-- BEGIN Recorded information --
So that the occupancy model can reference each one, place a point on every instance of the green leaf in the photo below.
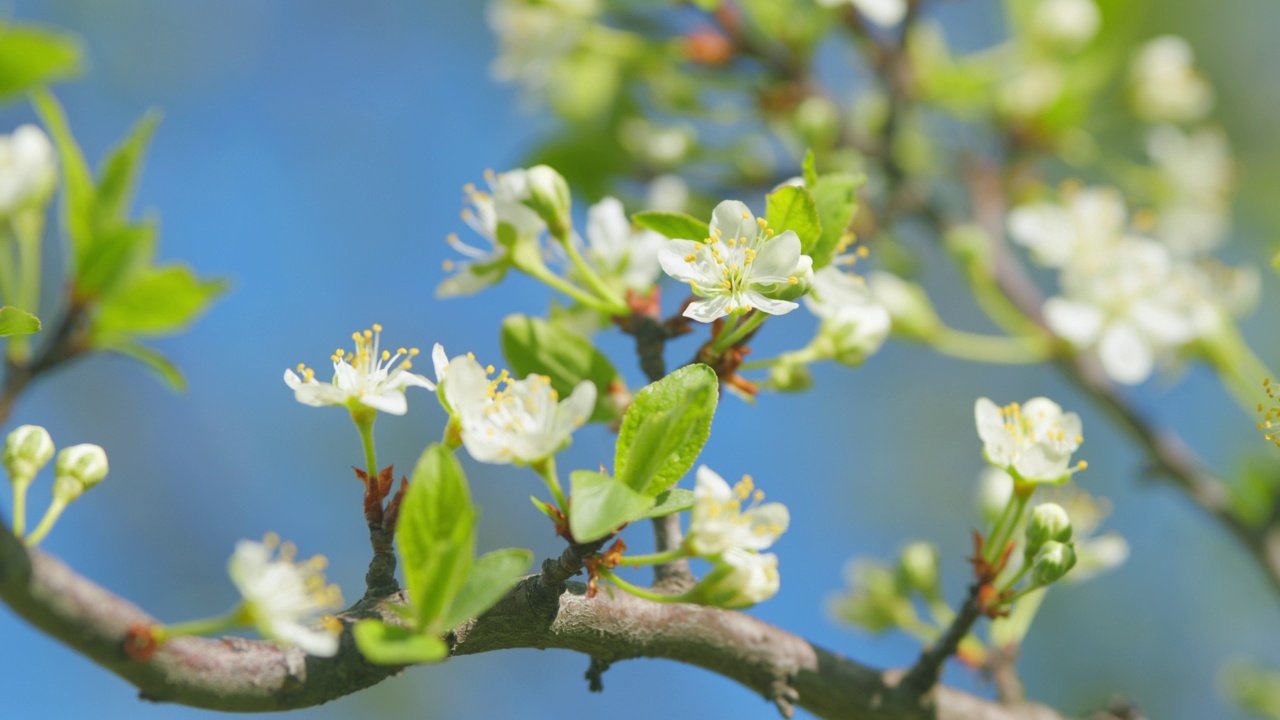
(387, 645)
(836, 201)
(533, 345)
(791, 208)
(80, 192)
(114, 255)
(664, 429)
(119, 174)
(810, 174)
(32, 57)
(675, 500)
(158, 301)
(149, 356)
(600, 505)
(492, 575)
(17, 322)
(675, 226)
(435, 536)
-- END Recorded information --
• What the task requires: Please copy out the lines above word for word, omitting the picture.

• Written reply:
So that the occupancy model can reference each one, place a point on every instance of the green leaf in the photo below.
(387, 645)
(836, 201)
(533, 345)
(791, 208)
(80, 192)
(114, 255)
(664, 429)
(119, 174)
(810, 174)
(32, 57)
(675, 500)
(158, 301)
(149, 356)
(600, 505)
(492, 575)
(17, 322)
(675, 226)
(435, 536)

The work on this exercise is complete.